- Exercise input -
►

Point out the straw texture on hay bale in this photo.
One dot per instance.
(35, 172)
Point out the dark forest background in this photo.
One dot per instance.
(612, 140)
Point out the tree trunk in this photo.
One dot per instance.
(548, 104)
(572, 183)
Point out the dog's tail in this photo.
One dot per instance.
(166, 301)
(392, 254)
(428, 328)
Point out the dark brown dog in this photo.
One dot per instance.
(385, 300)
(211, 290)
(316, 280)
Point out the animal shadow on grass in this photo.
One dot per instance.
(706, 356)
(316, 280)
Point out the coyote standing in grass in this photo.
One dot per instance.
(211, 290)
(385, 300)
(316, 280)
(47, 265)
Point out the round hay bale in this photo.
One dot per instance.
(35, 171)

◄
►

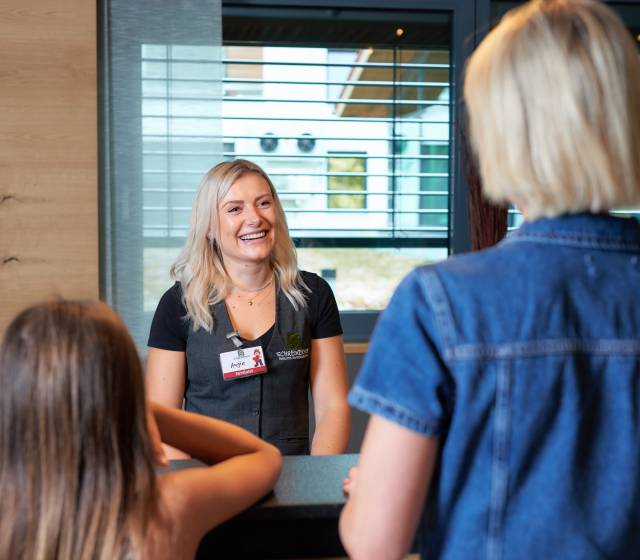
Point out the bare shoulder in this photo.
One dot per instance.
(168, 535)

◄

- Exercise objective -
How many of the lines above include the word "bale"? Only the number should be given.

- The answer -
2